Top of Material for this exercise
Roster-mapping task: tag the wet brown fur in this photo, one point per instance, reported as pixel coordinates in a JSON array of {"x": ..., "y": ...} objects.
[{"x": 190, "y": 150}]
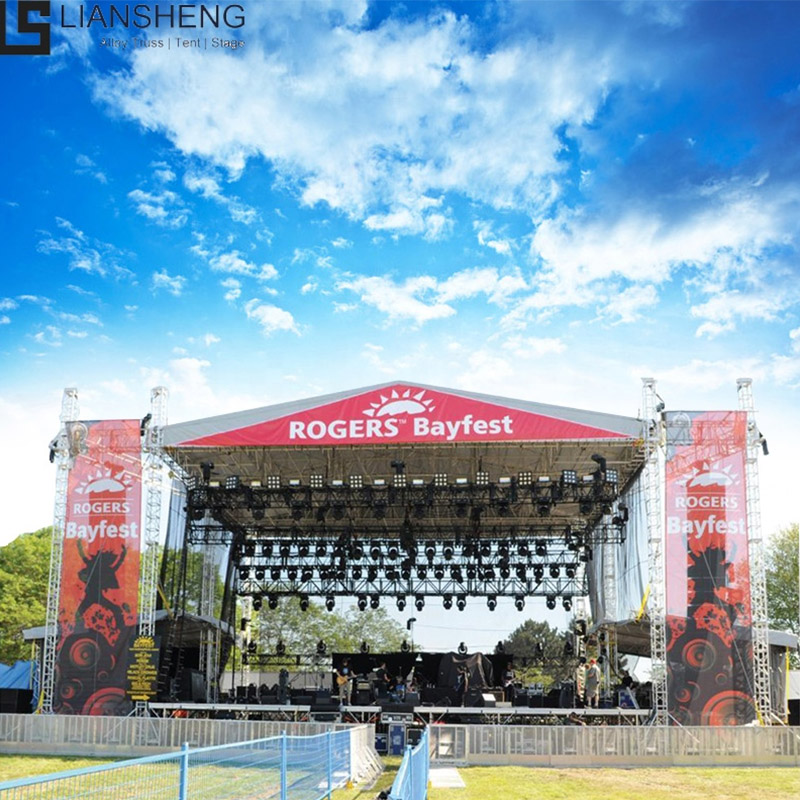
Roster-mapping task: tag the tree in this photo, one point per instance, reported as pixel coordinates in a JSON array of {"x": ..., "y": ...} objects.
[
  {"x": 782, "y": 580},
  {"x": 24, "y": 571},
  {"x": 539, "y": 655}
]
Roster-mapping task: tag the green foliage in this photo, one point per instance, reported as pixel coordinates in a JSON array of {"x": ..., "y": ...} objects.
[
  {"x": 301, "y": 630},
  {"x": 24, "y": 570},
  {"x": 553, "y": 667},
  {"x": 782, "y": 581}
]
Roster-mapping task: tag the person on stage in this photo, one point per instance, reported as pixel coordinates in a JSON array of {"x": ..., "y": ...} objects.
[{"x": 344, "y": 680}]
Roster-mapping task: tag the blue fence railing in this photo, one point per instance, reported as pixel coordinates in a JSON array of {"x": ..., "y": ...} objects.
[
  {"x": 282, "y": 767},
  {"x": 411, "y": 781}
]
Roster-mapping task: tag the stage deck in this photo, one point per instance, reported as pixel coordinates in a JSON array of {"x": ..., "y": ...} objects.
[{"x": 413, "y": 715}]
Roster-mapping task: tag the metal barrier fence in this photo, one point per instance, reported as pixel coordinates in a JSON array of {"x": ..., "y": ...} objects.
[
  {"x": 283, "y": 767},
  {"x": 567, "y": 745},
  {"x": 411, "y": 781}
]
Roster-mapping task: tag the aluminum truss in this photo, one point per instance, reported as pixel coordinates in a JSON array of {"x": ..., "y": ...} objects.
[
  {"x": 60, "y": 454},
  {"x": 758, "y": 581},
  {"x": 153, "y": 485},
  {"x": 656, "y": 602}
]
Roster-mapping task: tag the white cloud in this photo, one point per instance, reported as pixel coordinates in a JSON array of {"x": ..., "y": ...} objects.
[
  {"x": 84, "y": 252},
  {"x": 173, "y": 284},
  {"x": 165, "y": 208},
  {"x": 413, "y": 299},
  {"x": 270, "y": 317},
  {"x": 234, "y": 289},
  {"x": 208, "y": 186},
  {"x": 413, "y": 110},
  {"x": 234, "y": 263}
]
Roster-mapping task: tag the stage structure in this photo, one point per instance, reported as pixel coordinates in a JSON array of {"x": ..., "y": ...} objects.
[{"x": 397, "y": 493}]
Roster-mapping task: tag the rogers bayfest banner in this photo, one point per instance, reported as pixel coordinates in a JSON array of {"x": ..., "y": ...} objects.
[
  {"x": 100, "y": 568},
  {"x": 709, "y": 646},
  {"x": 404, "y": 413}
]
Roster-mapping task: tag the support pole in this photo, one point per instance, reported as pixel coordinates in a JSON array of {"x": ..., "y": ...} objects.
[
  {"x": 758, "y": 580},
  {"x": 656, "y": 603},
  {"x": 59, "y": 453}
]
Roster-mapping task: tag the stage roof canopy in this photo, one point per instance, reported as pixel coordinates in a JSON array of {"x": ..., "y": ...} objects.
[{"x": 428, "y": 429}]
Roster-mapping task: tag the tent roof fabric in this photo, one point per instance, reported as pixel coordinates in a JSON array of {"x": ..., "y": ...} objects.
[{"x": 199, "y": 431}]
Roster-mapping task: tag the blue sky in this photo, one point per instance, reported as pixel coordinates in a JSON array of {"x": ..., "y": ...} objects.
[{"x": 537, "y": 200}]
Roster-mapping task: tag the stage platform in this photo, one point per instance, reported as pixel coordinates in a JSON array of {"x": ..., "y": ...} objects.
[{"x": 399, "y": 712}]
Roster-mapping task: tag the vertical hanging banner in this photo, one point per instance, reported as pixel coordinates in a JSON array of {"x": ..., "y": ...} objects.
[
  {"x": 709, "y": 624},
  {"x": 100, "y": 568}
]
Bottom of Material for this exercise
Print out every record above exactly as given. Do not include the pictures.

◆ Your response
Roster-mapping task: tag the wet brown fur in this photo, one point per instance, reported as pixel coordinates in a JSON array of {"x": ..., "y": ...} objects.
[{"x": 190, "y": 150}]
Roster-mapping task: tag the tree in this photo, one point per instance, reported as pixel coordinates in a JSON array of {"x": ..., "y": ...} objects.
[
  {"x": 782, "y": 580},
  {"x": 24, "y": 571},
  {"x": 539, "y": 655}
]
Roster-mapping task: tag the green foliage in this photo, one point per instance, reported as pixel coordinates in a JSON array of {"x": ..., "y": ...} objects.
[
  {"x": 301, "y": 630},
  {"x": 24, "y": 570},
  {"x": 553, "y": 667},
  {"x": 782, "y": 581}
]
Roster-mapping task: tag the person on stage in this photo, one point per instance, reported as pixel coordinates in a JSON array of {"x": ..., "y": ...} objects.
[{"x": 344, "y": 680}]
Roster-mapping task: tag the blue fence railing in this photo, one point per instance, reported as pixel coordinates in a JSON array of {"x": ..., "y": ...} objects.
[
  {"x": 282, "y": 767},
  {"x": 411, "y": 781}
]
Roster-mapping task: tag the stage deck in this photo, one point per instance, reported as pixel coordinates in a JSON array of {"x": ..., "y": ...} objects.
[{"x": 413, "y": 715}]
Roster-mapping task: tag the metal barrier fence in this photo, one point per instance, reported as pixel coordinates in a JSON array of {"x": ..., "y": ...} objects.
[
  {"x": 283, "y": 767},
  {"x": 567, "y": 745},
  {"x": 411, "y": 781}
]
Roster-mapping task: tag the aluminum truss in this photo, one point per instance, reported as pixel coordinates in a JSON array of {"x": ..., "y": ...} objects.
[
  {"x": 60, "y": 454},
  {"x": 758, "y": 581},
  {"x": 153, "y": 485},
  {"x": 656, "y": 602}
]
Roster-mapping task: tag the white cloud in this photo, one point per instance, reported as pixel coordinates in a JSON array of {"x": ..., "y": ...} objects.
[
  {"x": 84, "y": 252},
  {"x": 173, "y": 284},
  {"x": 165, "y": 208},
  {"x": 413, "y": 299},
  {"x": 270, "y": 317},
  {"x": 234, "y": 289},
  {"x": 208, "y": 186},
  {"x": 413, "y": 110},
  {"x": 234, "y": 263}
]
Roster-mapping task: tag the stage structure in this photo, one point per instance, reported as pixel coordinates in a JSON array of {"x": ..., "y": ...} objects.
[{"x": 397, "y": 493}]
Roster-mapping task: tag the rogers bayfest banner in this photo, one point per instance, reported as pixel coordinates in a JSON array of {"x": ..., "y": ...} objects.
[
  {"x": 100, "y": 568},
  {"x": 709, "y": 646},
  {"x": 404, "y": 413}
]
Roster-mapping task: tag the support pole in this photo, one point per instance, reported as pixel coordinates in a JSON array of {"x": ..., "y": ...} objects.
[
  {"x": 758, "y": 580},
  {"x": 656, "y": 603},
  {"x": 59, "y": 453}
]
Roster-mapping task: tag the stage roof canopy in this photo, one point per instance, reported as pixel coordinates in a JSON array of {"x": ..., "y": ...} objects.
[{"x": 428, "y": 429}]
Roster-mapping task: tag the tent roof fabric in this photo, one point per instance, reported as pixel coordinates in a JSON array of {"x": ..., "y": ...} objects.
[{"x": 199, "y": 431}]
Roster-mapping task: tag the blue sky in this photo, one point per instance, reported as pixel coordinates in a JSON array of {"x": ..., "y": ...} objects.
[{"x": 537, "y": 200}]
Roster-mapping task: tag the stage platform in this photo, one point per instance, reported as pixel coordinates in a JSON array of {"x": ..., "y": ...} objects.
[{"x": 399, "y": 712}]
Roster-mapping task: tag the vertical hanging banner in this photo, one point per instance, reported as pixel coordinates in a JSON array of {"x": ..., "y": ...} objects.
[
  {"x": 709, "y": 624},
  {"x": 100, "y": 568}
]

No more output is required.